JOB 1. Write out the whole text about the dog actor Daisy below, word for word.

── PASSAGE GIVEN

- Born: Spooks 1937
- Died: 1960
- Occupation: Canine actor
- Years active: 1938–1954

= Daisy (dog actor) =

Canine actor

Daisy (originally named Spooks) was a canine actor who appeared in more than 50 Hollywood films during the 1930s and 1940s. He was especially well-known for appearing in the Blondie franchise.

== Biography ==
Daisy—a cocker spaniel–poodle-terrier mix—was originally named Spooks because his owners noted his timidness as a pup. Born around 1937, he was owned by dog trainer Rennie Renfro, who bought him for $3. He also learned tricks from legendary trainer Rudd Weatherwax.

Daisy was known for his expressive face and trick gestures (averting his eyes; putting his paw in his mouth in panic; leaping across the screen like a flying projectile, etc.). Besides his work in the Blondie comedies, Daisy also appeared with Laurel and Hardy and The Three Stooges, among other stars. Daisy is the main character in two 1945 comedy features: Life with Blondie and Hollywood and Vine. Reportedly, Renfro and Daisy made $1,000 a week, and Renfro used the money to buy them a house in Toluca Lake, California. He was also noted to have had a five-year feud with actress Rita Hayworth. His last known film appearance came in 1954, in the Columbia Pictures comedy short Kids Will Be Kids.

Daisy and his "pups" had their own dog food brand that they promoted in public appearances.

== Selected filmography ==
- Blondie (1938)

────
── MATERIAL FOR THE TASK

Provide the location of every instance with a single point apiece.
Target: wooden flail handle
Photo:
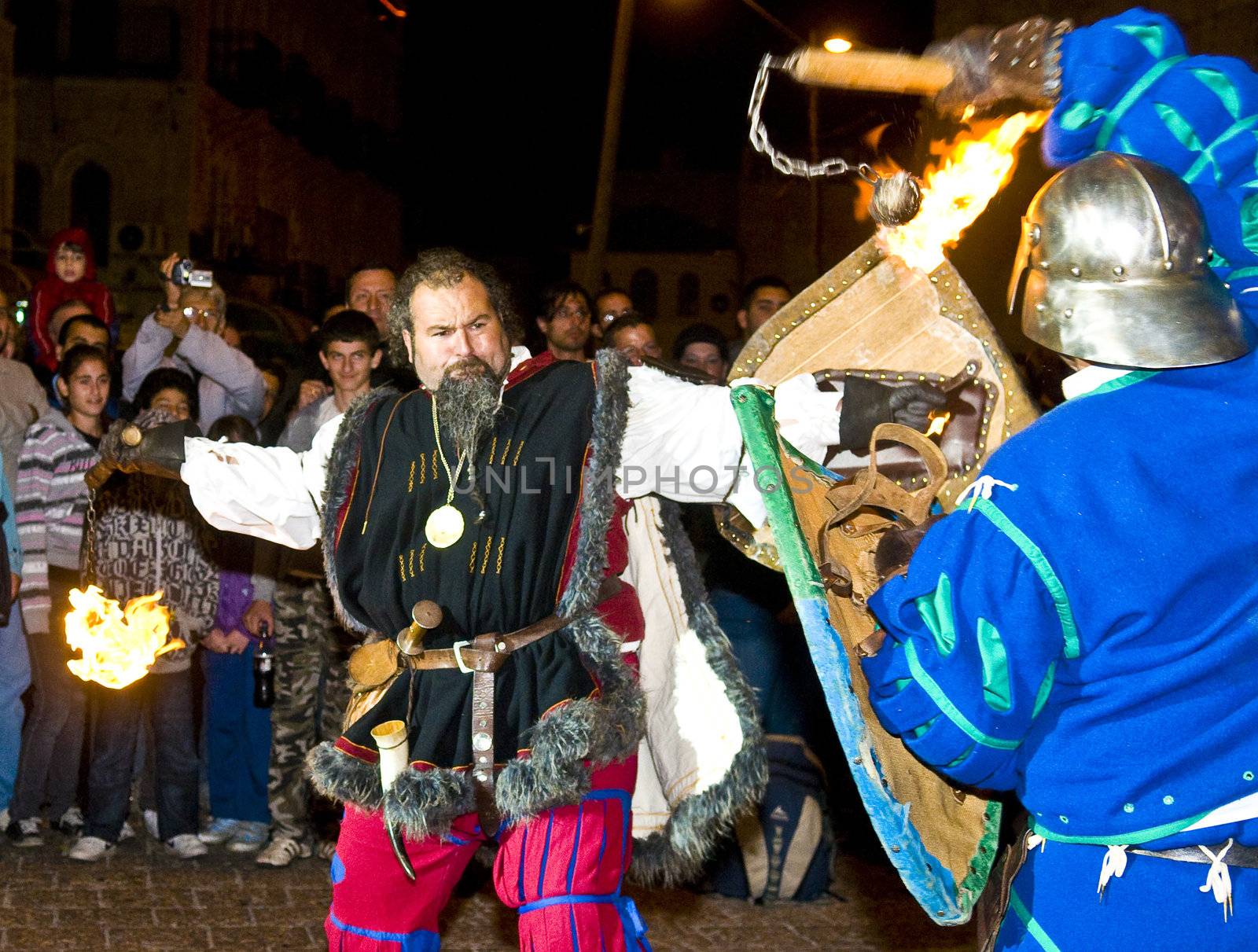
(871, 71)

────
── MATERIAL FOR THE TASK

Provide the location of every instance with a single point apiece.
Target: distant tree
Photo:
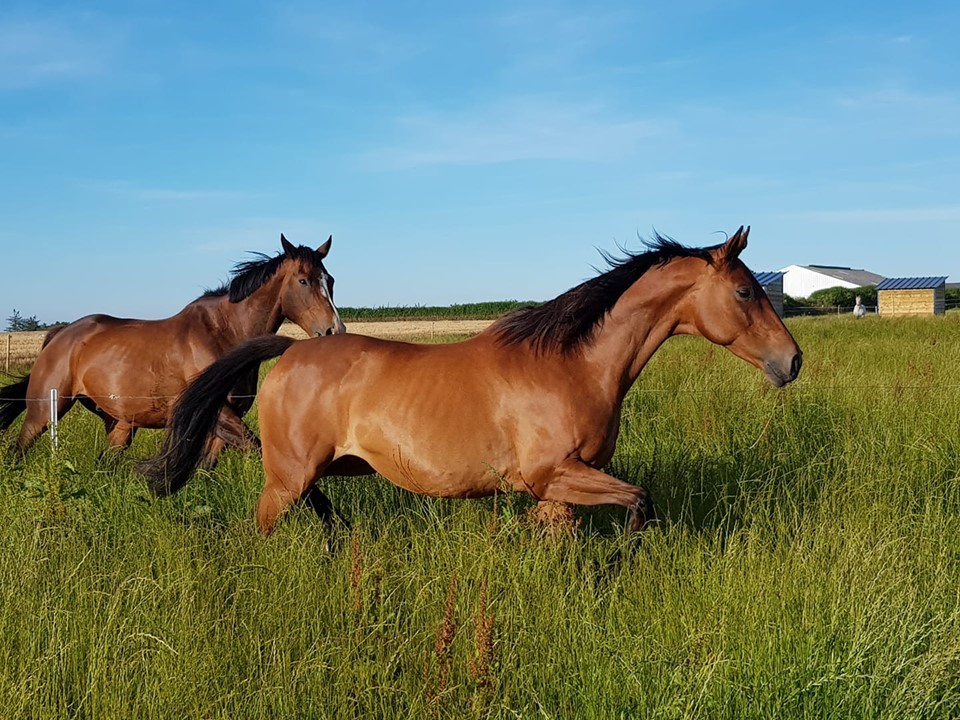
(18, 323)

────

JOB 2. Show each line of the records above that contains the string "Target".

EXERCISE OUTPUT 1.
- Born: Spooks 1937
- Died: 1960
- Occupation: Canine actor
- Years active: 1938–1954

= Daisy (dog actor) =

Canine actor

Daisy (originally named Spooks) was a canine actor who appeared in more than 50 Hollywood films during the 1930s and 1940s. He was especially well-known for appearing in the Blondie franchise.

== Biography ==
Daisy—a cocker spaniel–poodle-terrier mix—was originally named Spooks because his owners noted his timidness as a pup. Born around 1937, he was owned by dog trainer Rennie Renfro, who bought him for $3. He also learned tricks from legendary trainer Rudd Weatherwax.

Daisy was known for his expressive face and trick gestures (averting his eyes; putting his paw in his mouth in panic; leaping across the screen like a flying projectile, etc.). Besides his work in the Blondie comedies, Daisy also appeared with Laurel and Hardy and The Three Stooges, among other stars. Daisy is the main character in two 1945 comedy features: Life with Blondie and Hollywood and Vine. Reportedly, Renfro and Daisy made $1,000 a week, and Renfro used the money to buy them a house in Toluca Lake, California. He was also noted to have had a five-year feud with actress Rita Hayworth. His last known film appearance came in 1954, in the Columbia Pictures comedy short Kids Will Be Kids.

Daisy and his "pups" had their own dog food brand that they promoted in public appearances.

== Selected filmography ==
- Blondie (1938)

EXERCISE OUTPUT 2.
Target: wooden flail handle
Target: distant tree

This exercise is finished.